Soul Kitchen is an exhilarating comedy based on life of a young restaurant owner Zinos, who hasn't good luck in his life. The director explains why he decided to change his style of films and make a comedy. He also talks about how important it was for him to win the 2007 Lux Prize for The Edge of Heaven [+see also:
film review
trailer
interview: Fatih Akin
interview: Klaus Maeck
film profile
]
.

Cineuropa: Why did you decide to change styles with Soul Kitchen and make a comedy?
Fatih Akin: After the serious films I did, I really felt exhausted by this serious world, I was stuck in a serious world. I wanted to break out of that for one film. To try to do something different and challenge myself. Am I able to do something different? Am I able to make people laugh? I want to become a good director, whatever that means. I think that means, in my opinion, to handle different genres, to handle different things, you know, I have to try this out, I have to go into the risk and try so. I said to myself, “If I don’t do it now, I will never do it. It took a lot off grit and “desperence” because I had success with the serious stuff I did. Then came the risk and I said okay and I’ll be completely different. That’s why I was so happy and so relieved when I realised the reactions yesterday, that it worked much better than I expected. I was so afraid.

You’ve created a successful comic duo. Do you think a new European star system can be born?
We had this star system in Europe in the 60s, maybe the 50s, 60s and 70s. We had the Romy Schneiders, we had the Marcello Mastroianis, we had the Jean-Paul Belmondos, the Clauss Kinskys . And so many more. And today we don’t have it, we lost this. Everybody speaks about making this Europe common, common, common, but who is an international European star these days? We have certain names who are known by groups, but they don’t have the same symbol like Belmondo has, like Lino Ventura has, like Alain Delon has, or Brigitte Bardot. Where are all these Brigitte Bardots?

§ **TASK BRIEF**: Transcribe the part of the interview above that starts at the words "You’ve created a" and stops after "these Brigitte Bardots?".

[Lines of data]
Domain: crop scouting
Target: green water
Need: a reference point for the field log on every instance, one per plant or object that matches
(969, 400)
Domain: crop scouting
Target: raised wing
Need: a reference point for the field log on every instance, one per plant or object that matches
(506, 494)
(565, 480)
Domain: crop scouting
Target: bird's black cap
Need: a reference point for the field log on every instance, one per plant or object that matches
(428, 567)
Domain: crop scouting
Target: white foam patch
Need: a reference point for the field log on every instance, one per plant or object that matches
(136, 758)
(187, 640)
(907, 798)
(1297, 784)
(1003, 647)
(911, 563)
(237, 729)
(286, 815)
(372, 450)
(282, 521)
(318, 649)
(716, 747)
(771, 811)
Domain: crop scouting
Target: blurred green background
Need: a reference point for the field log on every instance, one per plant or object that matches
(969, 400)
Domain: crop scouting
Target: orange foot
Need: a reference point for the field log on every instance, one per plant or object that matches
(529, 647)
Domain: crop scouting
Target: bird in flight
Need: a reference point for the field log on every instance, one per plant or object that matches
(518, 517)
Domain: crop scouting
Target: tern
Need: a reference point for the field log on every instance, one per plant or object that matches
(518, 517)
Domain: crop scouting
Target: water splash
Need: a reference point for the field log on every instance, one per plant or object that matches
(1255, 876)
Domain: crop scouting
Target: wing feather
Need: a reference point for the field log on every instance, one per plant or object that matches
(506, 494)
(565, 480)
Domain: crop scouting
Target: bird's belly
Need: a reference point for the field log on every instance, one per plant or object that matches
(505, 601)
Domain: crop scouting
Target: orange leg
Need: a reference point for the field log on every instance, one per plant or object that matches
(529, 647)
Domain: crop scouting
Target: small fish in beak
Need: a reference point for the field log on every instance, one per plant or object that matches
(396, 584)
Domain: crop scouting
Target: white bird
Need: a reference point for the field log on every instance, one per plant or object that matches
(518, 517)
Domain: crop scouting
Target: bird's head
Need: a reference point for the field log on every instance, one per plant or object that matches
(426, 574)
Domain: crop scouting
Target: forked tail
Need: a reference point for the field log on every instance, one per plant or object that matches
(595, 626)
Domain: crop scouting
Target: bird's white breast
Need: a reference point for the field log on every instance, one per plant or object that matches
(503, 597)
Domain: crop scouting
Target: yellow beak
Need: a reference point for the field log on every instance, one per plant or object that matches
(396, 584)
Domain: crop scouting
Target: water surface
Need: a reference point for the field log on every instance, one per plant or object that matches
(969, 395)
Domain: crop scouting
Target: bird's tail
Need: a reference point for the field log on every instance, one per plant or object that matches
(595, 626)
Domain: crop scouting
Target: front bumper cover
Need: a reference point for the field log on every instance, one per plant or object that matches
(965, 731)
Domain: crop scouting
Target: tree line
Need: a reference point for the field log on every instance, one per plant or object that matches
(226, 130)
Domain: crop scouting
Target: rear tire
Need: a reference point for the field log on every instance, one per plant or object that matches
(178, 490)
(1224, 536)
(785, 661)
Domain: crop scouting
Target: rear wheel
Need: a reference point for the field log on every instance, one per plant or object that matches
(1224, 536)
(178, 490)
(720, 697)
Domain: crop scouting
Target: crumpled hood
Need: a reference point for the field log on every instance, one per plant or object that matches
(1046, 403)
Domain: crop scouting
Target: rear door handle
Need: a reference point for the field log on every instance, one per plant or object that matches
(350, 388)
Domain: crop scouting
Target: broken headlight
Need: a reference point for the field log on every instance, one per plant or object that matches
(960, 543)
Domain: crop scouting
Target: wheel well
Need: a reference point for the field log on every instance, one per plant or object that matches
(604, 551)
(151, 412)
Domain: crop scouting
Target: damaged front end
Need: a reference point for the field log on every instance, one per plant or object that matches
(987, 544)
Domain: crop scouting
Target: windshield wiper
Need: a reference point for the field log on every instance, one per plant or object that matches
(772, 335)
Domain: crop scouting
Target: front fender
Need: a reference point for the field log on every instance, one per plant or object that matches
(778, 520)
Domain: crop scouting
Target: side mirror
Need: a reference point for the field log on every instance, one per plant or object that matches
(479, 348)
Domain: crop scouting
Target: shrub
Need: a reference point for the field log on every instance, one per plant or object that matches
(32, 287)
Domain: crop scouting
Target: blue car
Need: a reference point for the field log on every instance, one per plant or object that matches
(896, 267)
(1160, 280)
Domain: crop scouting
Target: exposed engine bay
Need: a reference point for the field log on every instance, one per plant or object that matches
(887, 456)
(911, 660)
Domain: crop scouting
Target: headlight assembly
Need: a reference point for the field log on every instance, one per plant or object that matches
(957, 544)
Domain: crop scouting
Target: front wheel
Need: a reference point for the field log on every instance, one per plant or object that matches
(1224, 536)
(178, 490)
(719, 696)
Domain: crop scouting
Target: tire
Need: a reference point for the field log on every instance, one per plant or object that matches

§ **WRITTEN SOLUTION**:
You’ve created a successful comic duo. Do you think a new European star system can be born?
We had this star system in Europe in the 60s, maybe the 50s, 60s and 70s. We had the Romy Schneiders, we had the Marcello Mastroianis, we had the Jean-Paul Belmondos, the Clauss Kinskys . And so many more. And today we don’t have it, we lost this. Everybody speaks about making this Europe common, common, common, but who is an international European star these days? We have certain names who are known by groups, but they don’t have the same symbol like Belmondo has, like Lino Ventura has, like Alain Delon has, or Brigitte Bardot. Where are all these Brigitte Bardots?